That sounds like a positive step toward ensuring public access to publicly funded research, right?

Well, not so fast.

The Fair Copyright in Research Works Act, HR 801, introduced by U.S. Rep. John Conyers Jr. and others, is still active and has been referred to the House Committee on the Judiciary.

AHCJ opposes that bill because it would completely reverse the NIH’s open access policy and would essentially nullify the provision that Obama just signed into law. As Gregg Leslie of the Reporters Committee for Freedom of the Press said, “… any later piece of legislation modifies the current law, so Obama could sign something into law and then soon invalidate it by signing a new bill sent to him after approval by Congress.”

3 thoughts on “Progress on open access issue not what it seems

  1. Pingback: Bill would require public access to research : Covering Health

  2. Dan Keller

    From the FEC web site, John Conyers has received campaign contributions from several DC-area and other law firms. They are often registered lobbyists. It would be good to find out on whose behalf they were working if they were doing lobbying — scientific publishers, maybe? The American Intellectual Property Law Assn. PAC contributed $3,000 to his campaign in the last election cycle.

+ + + +

#### Your tasks:
1 – Answer these from the passage on open access to research:
(a) To which committee has HR 801 been referred?
(b) With which organization is Gregg Leslie?
(c) How much did the American Intellectual Property Law Assn. PAC give to Conyers's campaign in the last election cycle?
2 – Carry on with the passage on open access to research, starting after its final sentence.

+ + + +

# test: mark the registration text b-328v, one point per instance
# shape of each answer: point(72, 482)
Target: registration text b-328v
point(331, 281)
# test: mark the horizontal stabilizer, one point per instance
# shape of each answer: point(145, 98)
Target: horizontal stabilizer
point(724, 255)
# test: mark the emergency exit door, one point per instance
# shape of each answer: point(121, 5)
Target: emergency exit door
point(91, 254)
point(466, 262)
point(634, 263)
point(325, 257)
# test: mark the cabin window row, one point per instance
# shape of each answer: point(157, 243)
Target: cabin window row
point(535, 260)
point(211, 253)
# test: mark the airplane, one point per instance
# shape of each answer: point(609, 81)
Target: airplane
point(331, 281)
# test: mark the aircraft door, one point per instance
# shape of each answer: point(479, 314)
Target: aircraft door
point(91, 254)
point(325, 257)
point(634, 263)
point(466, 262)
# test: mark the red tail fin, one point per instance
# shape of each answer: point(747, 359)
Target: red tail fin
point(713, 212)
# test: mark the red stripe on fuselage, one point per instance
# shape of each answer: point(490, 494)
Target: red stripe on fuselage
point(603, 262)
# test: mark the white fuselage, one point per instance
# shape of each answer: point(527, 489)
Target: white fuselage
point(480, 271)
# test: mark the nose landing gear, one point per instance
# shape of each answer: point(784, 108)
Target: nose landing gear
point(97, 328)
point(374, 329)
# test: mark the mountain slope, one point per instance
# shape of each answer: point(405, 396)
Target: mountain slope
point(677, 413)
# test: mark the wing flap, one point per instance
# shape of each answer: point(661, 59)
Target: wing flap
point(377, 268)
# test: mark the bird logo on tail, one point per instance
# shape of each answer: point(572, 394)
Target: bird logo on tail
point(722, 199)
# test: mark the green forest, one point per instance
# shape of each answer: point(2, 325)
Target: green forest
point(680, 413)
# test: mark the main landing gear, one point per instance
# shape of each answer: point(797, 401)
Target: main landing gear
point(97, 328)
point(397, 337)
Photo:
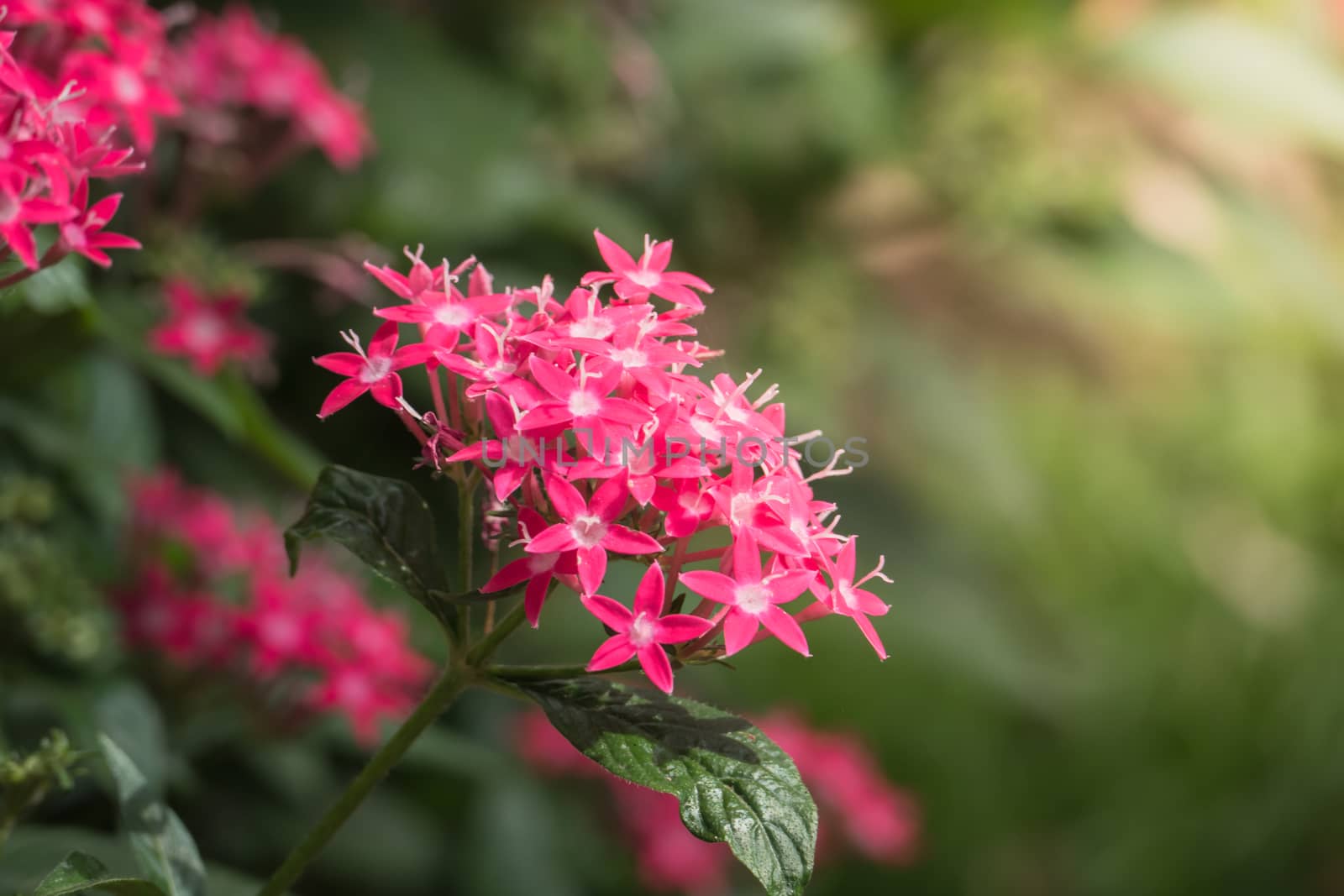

+ + + +

#### Replies:
1 –
(a) The House Committee on the Judiciary.
(b) The Reporters Committee for Freedom of the Press.
(c) $3,000.

2 –
    On a related note, I was visiting a friend of mine recently, a prominent scientist, and he was lamenting the fact of the strangle hold that the top scientific publishers have on the scientists. Everyone wants to publish in the top journals (highest “impact factor”), and accoridng to him, the publishers have cut back on their editors and have inexperienced ones accepting, rejecting, or requiring endless revisions to papers. Also, it’s probably the only model where an author (scientist) has to pay (page charges) to publish in a vehicle that will then be sold to someone else.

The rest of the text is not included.